## start RECORDED DATA

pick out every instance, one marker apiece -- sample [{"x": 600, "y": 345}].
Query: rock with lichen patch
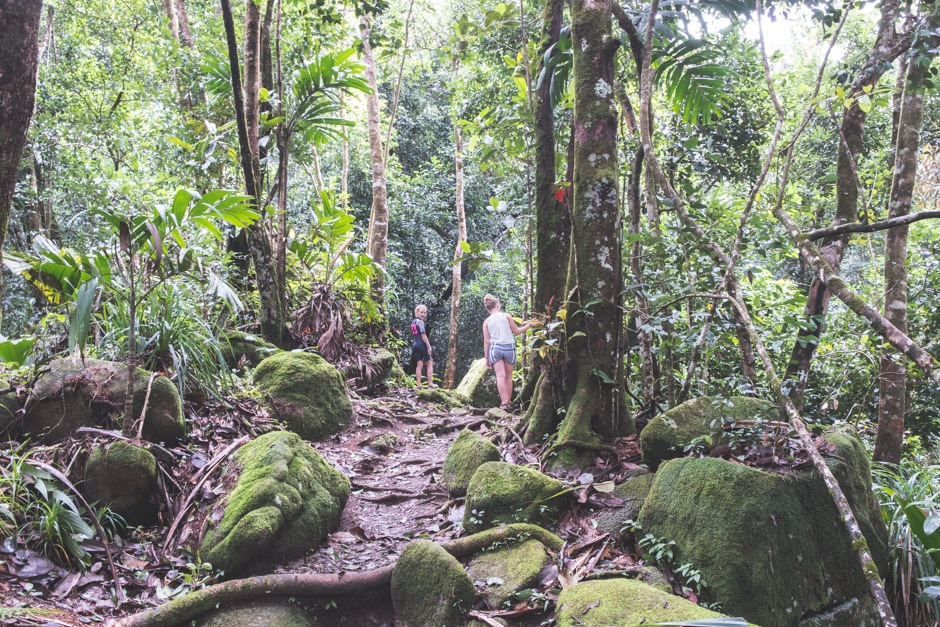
[
  {"x": 501, "y": 573},
  {"x": 123, "y": 477},
  {"x": 632, "y": 493},
  {"x": 306, "y": 392},
  {"x": 479, "y": 385},
  {"x": 501, "y": 493},
  {"x": 286, "y": 500},
  {"x": 623, "y": 602},
  {"x": 77, "y": 394},
  {"x": 244, "y": 349},
  {"x": 771, "y": 548},
  {"x": 255, "y": 613},
  {"x": 430, "y": 587},
  {"x": 468, "y": 452},
  {"x": 666, "y": 435}
]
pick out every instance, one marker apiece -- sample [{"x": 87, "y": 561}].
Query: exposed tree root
[{"x": 179, "y": 611}]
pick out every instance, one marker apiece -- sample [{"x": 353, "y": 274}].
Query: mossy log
[{"x": 179, "y": 611}]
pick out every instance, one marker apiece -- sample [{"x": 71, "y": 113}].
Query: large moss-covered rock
[
  {"x": 633, "y": 493},
  {"x": 667, "y": 434},
  {"x": 305, "y": 392},
  {"x": 772, "y": 548},
  {"x": 240, "y": 348},
  {"x": 468, "y": 452},
  {"x": 430, "y": 587},
  {"x": 286, "y": 500},
  {"x": 255, "y": 614},
  {"x": 73, "y": 395},
  {"x": 501, "y": 493},
  {"x": 505, "y": 571},
  {"x": 124, "y": 477},
  {"x": 623, "y": 602},
  {"x": 479, "y": 385}
]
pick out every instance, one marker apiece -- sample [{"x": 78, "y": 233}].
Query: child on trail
[
  {"x": 500, "y": 347},
  {"x": 421, "y": 345}
]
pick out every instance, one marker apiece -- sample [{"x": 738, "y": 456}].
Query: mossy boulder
[
  {"x": 124, "y": 477},
  {"x": 501, "y": 573},
  {"x": 623, "y": 602},
  {"x": 430, "y": 587},
  {"x": 91, "y": 394},
  {"x": 286, "y": 500},
  {"x": 632, "y": 493},
  {"x": 468, "y": 452},
  {"x": 244, "y": 349},
  {"x": 305, "y": 392},
  {"x": 438, "y": 396},
  {"x": 501, "y": 493},
  {"x": 255, "y": 613},
  {"x": 771, "y": 547},
  {"x": 479, "y": 385},
  {"x": 667, "y": 434}
]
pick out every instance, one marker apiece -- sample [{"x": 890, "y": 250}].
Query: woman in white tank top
[{"x": 499, "y": 346}]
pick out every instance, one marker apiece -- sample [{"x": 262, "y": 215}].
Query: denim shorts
[{"x": 505, "y": 352}]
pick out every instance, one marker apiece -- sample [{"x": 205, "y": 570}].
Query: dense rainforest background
[{"x": 718, "y": 198}]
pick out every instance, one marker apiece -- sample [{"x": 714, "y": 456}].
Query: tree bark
[
  {"x": 377, "y": 242},
  {"x": 887, "y": 47},
  {"x": 19, "y": 64},
  {"x": 594, "y": 322},
  {"x": 892, "y": 398},
  {"x": 450, "y": 374},
  {"x": 273, "y": 321}
]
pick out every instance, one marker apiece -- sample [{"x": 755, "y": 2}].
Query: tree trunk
[
  {"x": 273, "y": 321},
  {"x": 377, "y": 243},
  {"x": 594, "y": 322},
  {"x": 450, "y": 374},
  {"x": 19, "y": 63},
  {"x": 886, "y": 49},
  {"x": 893, "y": 378}
]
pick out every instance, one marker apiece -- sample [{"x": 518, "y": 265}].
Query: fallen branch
[{"x": 184, "y": 609}]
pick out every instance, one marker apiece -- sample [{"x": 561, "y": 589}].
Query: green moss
[
  {"x": 306, "y": 392},
  {"x": 771, "y": 548},
  {"x": 430, "y": 587},
  {"x": 623, "y": 602},
  {"x": 447, "y": 398},
  {"x": 501, "y": 493},
  {"x": 468, "y": 452},
  {"x": 516, "y": 567},
  {"x": 124, "y": 477},
  {"x": 286, "y": 500},
  {"x": 668, "y": 433},
  {"x": 75, "y": 394},
  {"x": 479, "y": 385},
  {"x": 240, "y": 348}
]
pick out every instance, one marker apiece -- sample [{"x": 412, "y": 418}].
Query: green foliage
[
  {"x": 36, "y": 510},
  {"x": 908, "y": 495}
]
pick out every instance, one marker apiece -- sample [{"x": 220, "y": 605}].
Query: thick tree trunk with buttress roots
[
  {"x": 595, "y": 410},
  {"x": 892, "y": 399},
  {"x": 450, "y": 374},
  {"x": 19, "y": 63},
  {"x": 377, "y": 241}
]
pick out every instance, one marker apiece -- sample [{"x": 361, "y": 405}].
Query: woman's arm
[
  {"x": 516, "y": 330},
  {"x": 486, "y": 345}
]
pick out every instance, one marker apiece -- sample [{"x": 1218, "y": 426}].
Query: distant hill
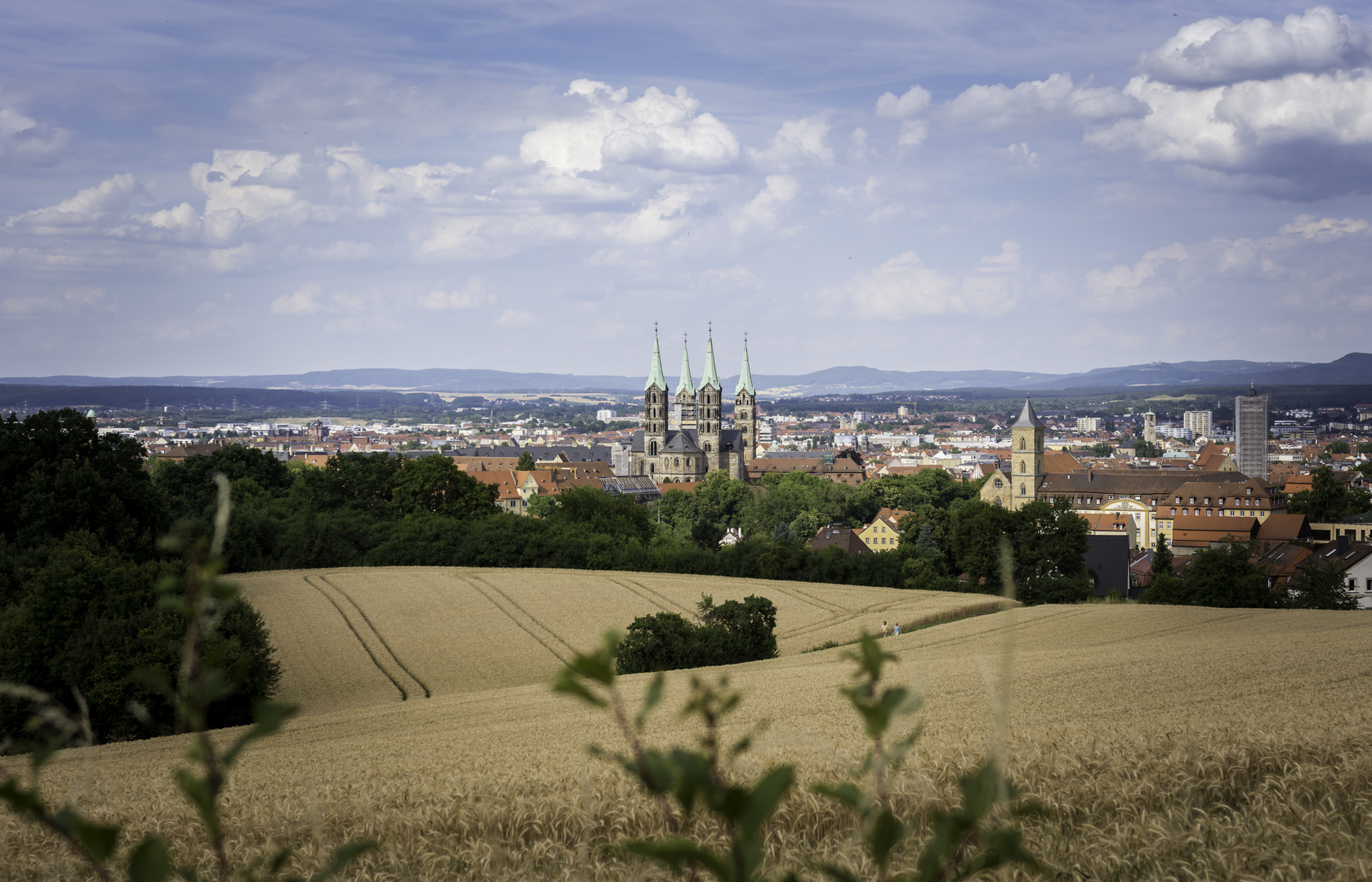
[{"x": 1353, "y": 369}]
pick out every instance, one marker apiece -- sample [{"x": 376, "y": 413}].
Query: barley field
[
  {"x": 1162, "y": 742},
  {"x": 357, "y": 637}
]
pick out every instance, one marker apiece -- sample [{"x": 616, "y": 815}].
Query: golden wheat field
[
  {"x": 1162, "y": 742},
  {"x": 364, "y": 635}
]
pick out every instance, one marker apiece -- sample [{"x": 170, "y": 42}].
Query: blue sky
[{"x": 248, "y": 188}]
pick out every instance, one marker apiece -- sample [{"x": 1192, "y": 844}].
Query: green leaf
[
  {"x": 149, "y": 862},
  {"x": 343, "y": 855},
  {"x": 767, "y": 795}
]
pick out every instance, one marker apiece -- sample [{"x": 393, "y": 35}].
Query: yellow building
[{"x": 883, "y": 534}]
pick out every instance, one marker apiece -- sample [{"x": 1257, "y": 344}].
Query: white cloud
[
  {"x": 516, "y": 318},
  {"x": 1216, "y": 51},
  {"x": 762, "y": 210},
  {"x": 656, "y": 131},
  {"x": 1125, "y": 287},
  {"x": 470, "y": 296},
  {"x": 915, "y": 100},
  {"x": 799, "y": 141},
  {"x": 990, "y": 107},
  {"x": 70, "y": 301},
  {"x": 904, "y": 287},
  {"x": 24, "y": 137},
  {"x": 87, "y": 209},
  {"x": 305, "y": 301},
  {"x": 254, "y": 183},
  {"x": 1325, "y": 228}
]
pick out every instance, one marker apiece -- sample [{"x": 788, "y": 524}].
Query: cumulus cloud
[
  {"x": 304, "y": 301},
  {"x": 988, "y": 107},
  {"x": 1127, "y": 287},
  {"x": 763, "y": 209},
  {"x": 904, "y": 287},
  {"x": 799, "y": 141},
  {"x": 915, "y": 100},
  {"x": 1216, "y": 51},
  {"x": 470, "y": 296},
  {"x": 88, "y": 209},
  {"x": 657, "y": 131},
  {"x": 1307, "y": 226}
]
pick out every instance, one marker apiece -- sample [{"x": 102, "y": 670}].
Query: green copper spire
[
  {"x": 655, "y": 372},
  {"x": 746, "y": 376},
  {"x": 711, "y": 373},
  {"x": 685, "y": 385}
]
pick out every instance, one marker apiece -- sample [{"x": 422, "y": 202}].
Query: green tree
[
  {"x": 1147, "y": 449},
  {"x": 1321, "y": 585},
  {"x": 434, "y": 484},
  {"x": 1325, "y": 501}
]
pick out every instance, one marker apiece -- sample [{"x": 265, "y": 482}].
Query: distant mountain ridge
[{"x": 1352, "y": 369}]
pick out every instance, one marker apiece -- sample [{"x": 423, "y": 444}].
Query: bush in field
[{"x": 726, "y": 634}]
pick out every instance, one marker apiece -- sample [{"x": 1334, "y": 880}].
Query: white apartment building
[{"x": 1198, "y": 421}]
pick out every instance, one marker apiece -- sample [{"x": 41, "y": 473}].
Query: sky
[{"x": 921, "y": 185}]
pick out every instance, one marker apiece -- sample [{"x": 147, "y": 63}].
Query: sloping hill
[
  {"x": 1164, "y": 742},
  {"x": 350, "y": 638}
]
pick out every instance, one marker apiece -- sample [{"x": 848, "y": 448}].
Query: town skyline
[{"x": 227, "y": 189}]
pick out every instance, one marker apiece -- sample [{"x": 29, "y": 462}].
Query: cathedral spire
[
  {"x": 655, "y": 371},
  {"x": 711, "y": 372},
  {"x": 685, "y": 385},
  {"x": 746, "y": 376}
]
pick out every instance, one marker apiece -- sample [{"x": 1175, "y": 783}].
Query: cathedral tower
[
  {"x": 655, "y": 403},
  {"x": 746, "y": 415},
  {"x": 708, "y": 405},
  {"x": 1027, "y": 470},
  {"x": 685, "y": 394}
]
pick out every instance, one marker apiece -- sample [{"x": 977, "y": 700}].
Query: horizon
[{"x": 1049, "y": 187}]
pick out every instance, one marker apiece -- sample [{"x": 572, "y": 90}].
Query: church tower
[
  {"x": 685, "y": 394},
  {"x": 655, "y": 405},
  {"x": 746, "y": 415},
  {"x": 1027, "y": 470},
  {"x": 708, "y": 403}
]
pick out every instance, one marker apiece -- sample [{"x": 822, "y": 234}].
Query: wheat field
[
  {"x": 355, "y": 637},
  {"x": 1164, "y": 742}
]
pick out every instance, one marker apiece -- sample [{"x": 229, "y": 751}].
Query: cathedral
[{"x": 684, "y": 436}]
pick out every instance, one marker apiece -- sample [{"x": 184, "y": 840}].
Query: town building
[
  {"x": 1196, "y": 423},
  {"x": 696, "y": 443},
  {"x": 1250, "y": 428}
]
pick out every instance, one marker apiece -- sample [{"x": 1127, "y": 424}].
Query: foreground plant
[
  {"x": 201, "y": 599},
  {"x": 693, "y": 782}
]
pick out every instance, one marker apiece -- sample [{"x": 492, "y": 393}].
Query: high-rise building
[
  {"x": 1196, "y": 421},
  {"x": 1250, "y": 434}
]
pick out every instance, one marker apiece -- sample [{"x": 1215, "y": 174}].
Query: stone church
[
  {"x": 684, "y": 436},
  {"x": 1027, "y": 464}
]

## end RECORDED DATA

### PROBLEM DETAILS
Please gather every line of the listing above that contains the word "wheat" and copy each one in full. Case counts.

### OUTPUT BELOW
Query: golden wheat field
Query: wheat field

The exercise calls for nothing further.